Reputation: 557
I am trying to parse URL's in PHP where the input could be any of the following:
Code:
$info = parse_url('http://www.domainname.com/');
print_r($info);
$info = parse_url('www.domain.com');
print_r($info);
$info = parse_url('/test/');
print_r($info);
$info = parse_url('test.php');
print_r($info);
Returns:
Array
(
[scheme] => http
[host] => www.domainname.com
[path] => /
)
Array
(
[path] => www.domain.com
)
Array
(
[path] => /test/
)
Array
(
[path] => test.php
)
The problem you can see is the second example where the domain is returned as a path.
Upvotes: 6
Views: 4823
Reputation: 4014
To handle a URL in a way that preserves that it is was a schema-less URL, whilst also allowing a domain to be identified, use the following code.
if (!preg_match('/^([a-z][a-z0-9\-\.\+]*:)|(\/)/', $url)) {
$url = '//' . $url;
}
So this will apply "//" to beginning of the URL only if the URL does not have a valid scheme and does not begin with "/".
Some quick background on this:
The parser assumes (valid) characters before ":" is the schema, whilst characters following "//" is the domain. To indicate the URL has both a scheme and domain, the two markers must be used consecutively, "://". For example
[scheme]:[path//path]
//[domain][/path]
[scheme]://[domain][/path]
[/path]
[path]
This is how PHP parses URLs with parse_url()
but I couldn't say if it's to standard.
The rules for a valid scheme name is: alpha *( alpha | digit | "+" | "-" | "." )
Upvotes: 0
Reputation: 15616
This gives the right results but the file needs to start with a slash:
parse('http://www.domainname.com/');
parse('www.domain.com');
parse('/test/');
parse("/file.php");
function parse($url){
if(strpos($url,"://")===false && substr($url,0,1)!="/") $url = "http://".$url;
$info = parse_url($url);
if($info)
print_r($info);
}
and the result is :
Array
(
[scheme] => http
[host] => www.domainname.com
[path] => /
)
Array
(
[scheme] => http
[host] => www.domain.com
)
Array
(
[path] => /test/
)
Array
(
[path] => /file.php
)
Upvotes: 12

▸ Problems and tasks
• a. In the URL-parsing thread, rewrite the paragraph beginning "The parser assumes (valid) characters before" as a short bulleted list that keeps its main facts.
• b. List every string that the first post in the URL-parsing thread passes to parse_url in its code.
The rows that follow are separate material, unrelated to the thread above.

▸ Records provided
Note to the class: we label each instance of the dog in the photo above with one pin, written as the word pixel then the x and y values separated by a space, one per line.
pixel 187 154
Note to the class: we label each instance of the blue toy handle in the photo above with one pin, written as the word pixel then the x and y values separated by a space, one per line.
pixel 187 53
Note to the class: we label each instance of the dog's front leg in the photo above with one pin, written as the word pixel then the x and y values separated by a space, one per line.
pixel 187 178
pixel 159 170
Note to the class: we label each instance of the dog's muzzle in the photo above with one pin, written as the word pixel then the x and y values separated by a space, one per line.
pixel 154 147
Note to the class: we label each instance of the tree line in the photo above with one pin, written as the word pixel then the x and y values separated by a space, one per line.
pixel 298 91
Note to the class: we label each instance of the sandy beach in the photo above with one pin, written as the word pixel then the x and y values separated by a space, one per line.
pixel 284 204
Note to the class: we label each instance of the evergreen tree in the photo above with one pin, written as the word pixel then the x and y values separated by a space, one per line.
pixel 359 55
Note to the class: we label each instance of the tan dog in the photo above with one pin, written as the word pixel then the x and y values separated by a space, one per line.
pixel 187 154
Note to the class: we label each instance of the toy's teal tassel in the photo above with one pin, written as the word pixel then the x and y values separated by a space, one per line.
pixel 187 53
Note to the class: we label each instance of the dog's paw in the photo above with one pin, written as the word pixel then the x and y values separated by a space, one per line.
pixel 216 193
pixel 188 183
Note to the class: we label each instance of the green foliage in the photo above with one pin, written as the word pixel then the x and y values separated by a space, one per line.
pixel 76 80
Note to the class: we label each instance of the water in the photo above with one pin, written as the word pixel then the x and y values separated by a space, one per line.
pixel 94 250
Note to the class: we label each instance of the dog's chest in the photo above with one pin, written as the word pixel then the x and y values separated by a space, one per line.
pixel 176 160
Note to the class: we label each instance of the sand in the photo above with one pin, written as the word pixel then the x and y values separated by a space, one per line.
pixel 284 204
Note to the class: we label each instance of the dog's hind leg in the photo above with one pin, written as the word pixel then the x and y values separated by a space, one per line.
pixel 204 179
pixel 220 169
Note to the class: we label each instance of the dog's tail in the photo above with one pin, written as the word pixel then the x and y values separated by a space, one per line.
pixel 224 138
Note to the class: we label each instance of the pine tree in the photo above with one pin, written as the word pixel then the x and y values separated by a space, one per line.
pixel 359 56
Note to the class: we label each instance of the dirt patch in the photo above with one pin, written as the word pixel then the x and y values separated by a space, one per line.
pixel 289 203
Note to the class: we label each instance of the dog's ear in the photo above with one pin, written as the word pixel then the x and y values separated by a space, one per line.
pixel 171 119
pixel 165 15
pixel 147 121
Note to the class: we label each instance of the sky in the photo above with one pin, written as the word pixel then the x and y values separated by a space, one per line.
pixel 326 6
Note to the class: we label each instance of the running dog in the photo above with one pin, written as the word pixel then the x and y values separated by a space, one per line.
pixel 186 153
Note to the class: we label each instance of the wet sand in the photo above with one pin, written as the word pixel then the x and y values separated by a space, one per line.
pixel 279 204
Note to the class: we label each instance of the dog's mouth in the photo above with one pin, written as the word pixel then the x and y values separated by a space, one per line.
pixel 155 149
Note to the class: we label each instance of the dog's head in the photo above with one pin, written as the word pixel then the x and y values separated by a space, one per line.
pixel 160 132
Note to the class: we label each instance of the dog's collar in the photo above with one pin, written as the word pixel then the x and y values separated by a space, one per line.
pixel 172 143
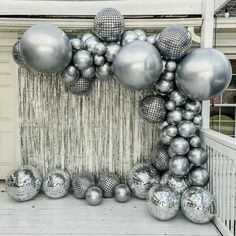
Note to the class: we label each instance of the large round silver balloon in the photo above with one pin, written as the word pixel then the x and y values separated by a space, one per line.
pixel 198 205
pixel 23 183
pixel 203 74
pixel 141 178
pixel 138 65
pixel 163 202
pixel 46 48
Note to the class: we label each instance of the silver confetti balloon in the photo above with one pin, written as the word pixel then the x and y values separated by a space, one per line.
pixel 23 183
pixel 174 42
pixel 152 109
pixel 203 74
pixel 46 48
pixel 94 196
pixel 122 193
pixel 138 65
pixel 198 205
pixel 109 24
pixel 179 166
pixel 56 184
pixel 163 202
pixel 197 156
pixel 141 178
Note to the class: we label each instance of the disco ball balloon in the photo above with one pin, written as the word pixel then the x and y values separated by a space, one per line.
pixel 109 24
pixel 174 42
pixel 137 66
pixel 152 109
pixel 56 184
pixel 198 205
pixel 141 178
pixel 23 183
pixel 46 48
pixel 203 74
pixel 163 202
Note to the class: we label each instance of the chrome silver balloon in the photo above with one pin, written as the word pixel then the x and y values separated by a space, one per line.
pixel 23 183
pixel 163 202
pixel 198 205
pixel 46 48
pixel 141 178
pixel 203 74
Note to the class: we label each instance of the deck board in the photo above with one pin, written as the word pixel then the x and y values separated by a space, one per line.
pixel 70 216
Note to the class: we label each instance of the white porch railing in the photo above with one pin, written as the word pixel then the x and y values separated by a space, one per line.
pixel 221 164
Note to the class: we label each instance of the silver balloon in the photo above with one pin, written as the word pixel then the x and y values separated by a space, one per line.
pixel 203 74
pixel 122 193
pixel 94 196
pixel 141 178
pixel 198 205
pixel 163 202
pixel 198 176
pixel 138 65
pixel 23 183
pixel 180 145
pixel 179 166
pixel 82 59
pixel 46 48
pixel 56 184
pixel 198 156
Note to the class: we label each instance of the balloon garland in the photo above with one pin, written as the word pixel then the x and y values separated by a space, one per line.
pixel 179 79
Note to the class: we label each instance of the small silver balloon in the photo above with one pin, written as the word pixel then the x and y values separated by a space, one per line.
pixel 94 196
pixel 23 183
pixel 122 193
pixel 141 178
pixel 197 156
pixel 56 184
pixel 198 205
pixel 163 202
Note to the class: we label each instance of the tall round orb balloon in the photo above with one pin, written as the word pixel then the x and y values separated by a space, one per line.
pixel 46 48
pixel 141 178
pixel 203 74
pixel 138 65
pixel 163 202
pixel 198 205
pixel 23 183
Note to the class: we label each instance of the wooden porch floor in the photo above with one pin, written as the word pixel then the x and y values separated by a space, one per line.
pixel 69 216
---
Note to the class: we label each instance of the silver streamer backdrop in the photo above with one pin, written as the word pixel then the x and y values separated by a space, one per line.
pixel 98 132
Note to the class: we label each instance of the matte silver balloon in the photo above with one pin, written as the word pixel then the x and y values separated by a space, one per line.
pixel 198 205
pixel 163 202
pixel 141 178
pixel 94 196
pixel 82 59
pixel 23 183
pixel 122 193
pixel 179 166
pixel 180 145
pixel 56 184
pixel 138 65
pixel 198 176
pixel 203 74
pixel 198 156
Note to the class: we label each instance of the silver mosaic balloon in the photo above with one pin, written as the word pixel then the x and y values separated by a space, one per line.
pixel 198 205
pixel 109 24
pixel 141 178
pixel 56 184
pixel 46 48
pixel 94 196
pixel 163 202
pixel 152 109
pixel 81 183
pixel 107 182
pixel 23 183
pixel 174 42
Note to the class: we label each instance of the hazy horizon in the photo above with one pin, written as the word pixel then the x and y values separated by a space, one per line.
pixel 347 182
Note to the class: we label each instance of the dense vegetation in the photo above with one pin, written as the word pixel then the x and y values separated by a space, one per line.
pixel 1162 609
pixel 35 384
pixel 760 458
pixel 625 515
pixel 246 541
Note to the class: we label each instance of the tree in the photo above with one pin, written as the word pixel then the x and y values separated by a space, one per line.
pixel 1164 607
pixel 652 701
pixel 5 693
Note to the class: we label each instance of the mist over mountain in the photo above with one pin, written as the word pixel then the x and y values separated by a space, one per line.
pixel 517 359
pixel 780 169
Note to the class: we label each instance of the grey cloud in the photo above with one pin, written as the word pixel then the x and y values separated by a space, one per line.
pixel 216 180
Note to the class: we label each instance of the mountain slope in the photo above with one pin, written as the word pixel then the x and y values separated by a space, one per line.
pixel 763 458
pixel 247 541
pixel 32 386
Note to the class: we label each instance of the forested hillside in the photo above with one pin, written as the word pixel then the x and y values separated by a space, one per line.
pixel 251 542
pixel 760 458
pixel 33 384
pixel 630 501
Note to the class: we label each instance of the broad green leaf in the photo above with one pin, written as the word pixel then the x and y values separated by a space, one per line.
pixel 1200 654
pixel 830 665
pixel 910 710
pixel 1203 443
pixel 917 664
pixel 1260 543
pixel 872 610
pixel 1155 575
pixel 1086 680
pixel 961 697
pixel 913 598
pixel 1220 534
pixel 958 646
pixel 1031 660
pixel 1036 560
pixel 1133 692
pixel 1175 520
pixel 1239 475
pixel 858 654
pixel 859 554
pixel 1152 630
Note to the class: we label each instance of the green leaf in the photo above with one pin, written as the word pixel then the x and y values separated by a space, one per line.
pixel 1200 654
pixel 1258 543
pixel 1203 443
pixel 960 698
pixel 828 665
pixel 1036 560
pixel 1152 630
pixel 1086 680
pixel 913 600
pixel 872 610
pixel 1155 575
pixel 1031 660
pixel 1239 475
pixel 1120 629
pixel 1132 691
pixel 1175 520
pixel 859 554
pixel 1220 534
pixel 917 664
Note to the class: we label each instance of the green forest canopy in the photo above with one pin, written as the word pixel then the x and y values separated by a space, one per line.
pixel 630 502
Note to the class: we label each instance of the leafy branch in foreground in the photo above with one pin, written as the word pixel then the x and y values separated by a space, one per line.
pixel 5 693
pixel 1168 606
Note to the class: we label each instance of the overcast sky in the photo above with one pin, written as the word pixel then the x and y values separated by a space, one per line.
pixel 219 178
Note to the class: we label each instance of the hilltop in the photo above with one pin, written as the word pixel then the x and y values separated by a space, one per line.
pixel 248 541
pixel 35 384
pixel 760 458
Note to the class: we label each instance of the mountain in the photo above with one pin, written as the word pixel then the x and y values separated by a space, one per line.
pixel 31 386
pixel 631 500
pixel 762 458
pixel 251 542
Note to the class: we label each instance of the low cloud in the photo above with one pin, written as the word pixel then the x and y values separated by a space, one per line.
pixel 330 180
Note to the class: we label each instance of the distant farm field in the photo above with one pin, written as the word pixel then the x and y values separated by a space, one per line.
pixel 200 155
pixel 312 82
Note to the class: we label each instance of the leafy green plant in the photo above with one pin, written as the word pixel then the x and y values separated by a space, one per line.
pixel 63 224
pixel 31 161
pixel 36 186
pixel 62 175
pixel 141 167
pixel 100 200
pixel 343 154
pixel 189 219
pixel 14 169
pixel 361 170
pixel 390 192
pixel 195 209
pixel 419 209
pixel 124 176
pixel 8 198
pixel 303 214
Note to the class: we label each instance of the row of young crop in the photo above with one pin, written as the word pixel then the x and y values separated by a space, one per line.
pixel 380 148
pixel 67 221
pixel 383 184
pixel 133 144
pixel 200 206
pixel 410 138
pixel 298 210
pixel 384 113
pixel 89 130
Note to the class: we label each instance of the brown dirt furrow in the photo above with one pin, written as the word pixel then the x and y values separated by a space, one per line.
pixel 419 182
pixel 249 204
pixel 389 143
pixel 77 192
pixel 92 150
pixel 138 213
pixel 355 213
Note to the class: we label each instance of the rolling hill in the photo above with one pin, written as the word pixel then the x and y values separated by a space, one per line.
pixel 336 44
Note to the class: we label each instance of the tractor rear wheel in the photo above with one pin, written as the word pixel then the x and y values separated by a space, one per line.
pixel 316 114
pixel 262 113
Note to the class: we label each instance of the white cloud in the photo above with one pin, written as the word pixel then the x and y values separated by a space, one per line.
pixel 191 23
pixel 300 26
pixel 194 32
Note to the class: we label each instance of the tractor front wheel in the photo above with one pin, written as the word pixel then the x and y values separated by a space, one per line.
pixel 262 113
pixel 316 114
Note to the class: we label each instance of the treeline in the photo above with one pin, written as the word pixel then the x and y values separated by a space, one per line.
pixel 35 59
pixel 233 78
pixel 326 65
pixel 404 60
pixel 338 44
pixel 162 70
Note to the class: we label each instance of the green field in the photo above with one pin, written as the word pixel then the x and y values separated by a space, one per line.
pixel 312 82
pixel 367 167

▸ Task answers
• a.
- Valid characters before ":" are treated as the scheme.
- Characters after "//" are treated as the domain.
- For a URL to have both a scheme and a domain, the two markers must appear together as "://".

• b.
- 'http://www.domainname.com/'
- 'www.domain.com'
- '/test/'
- 'test.php'